Starting at the first of the rows and stopping after the line that contains "[[367, 392]]", reproduce those lines with "flower cluster" changed to "bloom cluster" and nothing else altered.

-- START --

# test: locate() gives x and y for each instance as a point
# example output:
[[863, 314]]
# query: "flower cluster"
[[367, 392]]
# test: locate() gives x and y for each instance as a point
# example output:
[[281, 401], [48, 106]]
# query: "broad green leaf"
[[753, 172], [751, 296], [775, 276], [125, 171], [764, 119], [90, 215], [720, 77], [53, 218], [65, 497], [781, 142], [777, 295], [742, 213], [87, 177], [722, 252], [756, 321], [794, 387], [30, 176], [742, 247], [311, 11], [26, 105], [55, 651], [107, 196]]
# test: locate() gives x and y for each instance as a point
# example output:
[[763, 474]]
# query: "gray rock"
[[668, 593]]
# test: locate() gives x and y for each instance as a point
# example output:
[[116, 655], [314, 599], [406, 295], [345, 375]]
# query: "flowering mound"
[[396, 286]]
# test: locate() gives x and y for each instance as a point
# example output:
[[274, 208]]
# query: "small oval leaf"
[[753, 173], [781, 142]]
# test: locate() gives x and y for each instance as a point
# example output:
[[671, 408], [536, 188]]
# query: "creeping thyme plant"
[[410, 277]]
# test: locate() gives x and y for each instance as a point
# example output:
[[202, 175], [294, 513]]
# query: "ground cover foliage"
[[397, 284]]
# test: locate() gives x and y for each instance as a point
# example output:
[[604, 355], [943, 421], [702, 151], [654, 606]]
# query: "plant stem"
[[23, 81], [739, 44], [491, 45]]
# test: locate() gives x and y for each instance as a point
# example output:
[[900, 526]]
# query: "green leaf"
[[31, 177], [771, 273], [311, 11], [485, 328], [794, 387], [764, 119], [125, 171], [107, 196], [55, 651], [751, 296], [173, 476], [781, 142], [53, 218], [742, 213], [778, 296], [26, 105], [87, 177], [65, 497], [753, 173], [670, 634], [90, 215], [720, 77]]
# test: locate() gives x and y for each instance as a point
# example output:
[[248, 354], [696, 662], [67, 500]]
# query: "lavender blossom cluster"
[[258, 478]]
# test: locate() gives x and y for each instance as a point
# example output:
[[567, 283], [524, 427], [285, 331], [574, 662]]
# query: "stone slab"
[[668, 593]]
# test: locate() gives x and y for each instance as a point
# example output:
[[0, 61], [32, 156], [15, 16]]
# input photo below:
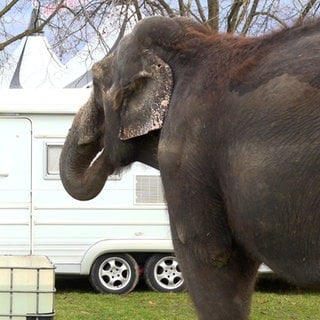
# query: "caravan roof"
[[27, 101]]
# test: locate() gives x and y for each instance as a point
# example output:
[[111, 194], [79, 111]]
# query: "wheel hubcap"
[[115, 273], [168, 274]]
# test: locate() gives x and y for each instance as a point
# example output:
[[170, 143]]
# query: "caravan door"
[[15, 185]]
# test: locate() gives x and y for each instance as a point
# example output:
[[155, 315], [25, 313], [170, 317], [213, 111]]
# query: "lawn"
[[273, 300]]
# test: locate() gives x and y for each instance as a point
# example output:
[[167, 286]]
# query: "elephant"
[[233, 125]]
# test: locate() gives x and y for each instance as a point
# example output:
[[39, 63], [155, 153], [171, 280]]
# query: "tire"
[[114, 273], [162, 274]]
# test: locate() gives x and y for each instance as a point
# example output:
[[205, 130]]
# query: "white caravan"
[[113, 238]]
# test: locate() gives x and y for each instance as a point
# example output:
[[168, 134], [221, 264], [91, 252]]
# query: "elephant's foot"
[[221, 290]]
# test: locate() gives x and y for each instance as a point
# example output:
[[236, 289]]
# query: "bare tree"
[[71, 23]]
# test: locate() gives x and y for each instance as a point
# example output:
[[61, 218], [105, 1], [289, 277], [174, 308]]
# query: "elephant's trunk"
[[83, 169]]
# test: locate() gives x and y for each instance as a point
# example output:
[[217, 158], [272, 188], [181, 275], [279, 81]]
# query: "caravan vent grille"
[[149, 190]]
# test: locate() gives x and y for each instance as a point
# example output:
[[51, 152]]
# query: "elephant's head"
[[121, 121]]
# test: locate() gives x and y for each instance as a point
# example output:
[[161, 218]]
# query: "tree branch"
[[8, 7], [29, 32]]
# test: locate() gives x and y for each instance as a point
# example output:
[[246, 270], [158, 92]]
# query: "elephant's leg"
[[220, 289], [219, 274]]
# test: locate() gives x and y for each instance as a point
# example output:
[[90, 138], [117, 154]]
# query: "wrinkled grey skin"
[[233, 124]]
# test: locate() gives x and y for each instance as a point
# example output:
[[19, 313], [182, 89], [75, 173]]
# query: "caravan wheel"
[[114, 273], [162, 273]]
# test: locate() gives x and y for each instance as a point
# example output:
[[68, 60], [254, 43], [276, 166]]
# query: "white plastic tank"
[[26, 288]]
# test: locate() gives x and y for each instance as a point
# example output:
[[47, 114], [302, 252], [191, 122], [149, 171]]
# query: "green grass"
[[273, 300]]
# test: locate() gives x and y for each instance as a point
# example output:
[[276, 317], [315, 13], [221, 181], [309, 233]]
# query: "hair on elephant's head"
[[131, 94]]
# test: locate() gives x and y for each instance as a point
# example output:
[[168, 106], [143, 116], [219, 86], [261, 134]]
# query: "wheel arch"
[[122, 246]]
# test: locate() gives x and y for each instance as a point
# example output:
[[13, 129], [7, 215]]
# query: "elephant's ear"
[[146, 101]]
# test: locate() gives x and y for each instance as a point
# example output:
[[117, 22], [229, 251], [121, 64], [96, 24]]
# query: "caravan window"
[[53, 151]]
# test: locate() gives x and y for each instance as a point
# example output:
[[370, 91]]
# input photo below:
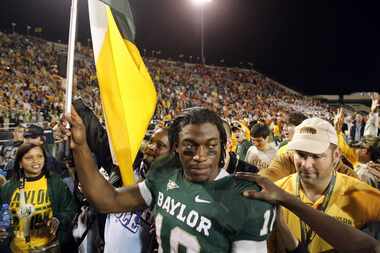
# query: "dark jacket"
[[63, 203]]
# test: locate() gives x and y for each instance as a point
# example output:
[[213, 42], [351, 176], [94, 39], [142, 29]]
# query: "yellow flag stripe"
[[128, 96]]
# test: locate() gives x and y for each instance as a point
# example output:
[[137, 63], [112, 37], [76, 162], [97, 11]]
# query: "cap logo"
[[308, 130]]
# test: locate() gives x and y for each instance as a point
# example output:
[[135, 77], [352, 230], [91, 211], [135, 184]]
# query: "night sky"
[[316, 47]]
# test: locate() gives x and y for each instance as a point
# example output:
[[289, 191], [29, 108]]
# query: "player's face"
[[199, 149], [289, 132], [33, 162], [34, 140], [158, 145], [315, 168]]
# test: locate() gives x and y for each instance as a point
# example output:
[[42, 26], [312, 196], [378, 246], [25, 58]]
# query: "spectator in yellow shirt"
[[317, 184]]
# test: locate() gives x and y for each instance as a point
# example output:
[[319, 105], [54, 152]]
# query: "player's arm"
[[341, 236], [100, 192]]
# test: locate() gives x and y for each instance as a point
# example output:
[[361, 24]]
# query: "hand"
[[339, 120], [374, 169], [53, 225], [3, 235], [77, 130], [375, 101], [270, 192]]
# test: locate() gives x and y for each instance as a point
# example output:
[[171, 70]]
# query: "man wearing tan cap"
[[316, 183]]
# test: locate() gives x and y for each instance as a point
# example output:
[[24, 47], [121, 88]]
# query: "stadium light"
[[201, 4]]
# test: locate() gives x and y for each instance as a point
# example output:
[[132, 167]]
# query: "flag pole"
[[70, 56]]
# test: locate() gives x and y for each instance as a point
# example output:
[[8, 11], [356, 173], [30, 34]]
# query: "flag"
[[127, 91]]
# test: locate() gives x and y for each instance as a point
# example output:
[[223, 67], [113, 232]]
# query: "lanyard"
[[25, 211], [306, 233]]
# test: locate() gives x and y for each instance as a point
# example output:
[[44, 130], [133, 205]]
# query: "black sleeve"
[[301, 248], [97, 138]]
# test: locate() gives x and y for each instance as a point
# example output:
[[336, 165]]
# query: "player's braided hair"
[[198, 115]]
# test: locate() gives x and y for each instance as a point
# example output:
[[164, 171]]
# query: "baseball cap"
[[33, 131], [314, 136]]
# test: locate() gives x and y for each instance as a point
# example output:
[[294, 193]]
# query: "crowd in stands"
[[260, 114]]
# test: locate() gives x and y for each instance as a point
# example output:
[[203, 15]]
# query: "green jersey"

-- END --

EXERCISE OUTPUT:
# test: locate() gives x and y for each instance as a point
# example output:
[[863, 314]]
# query: "bloom cluster"
[[367, 392]]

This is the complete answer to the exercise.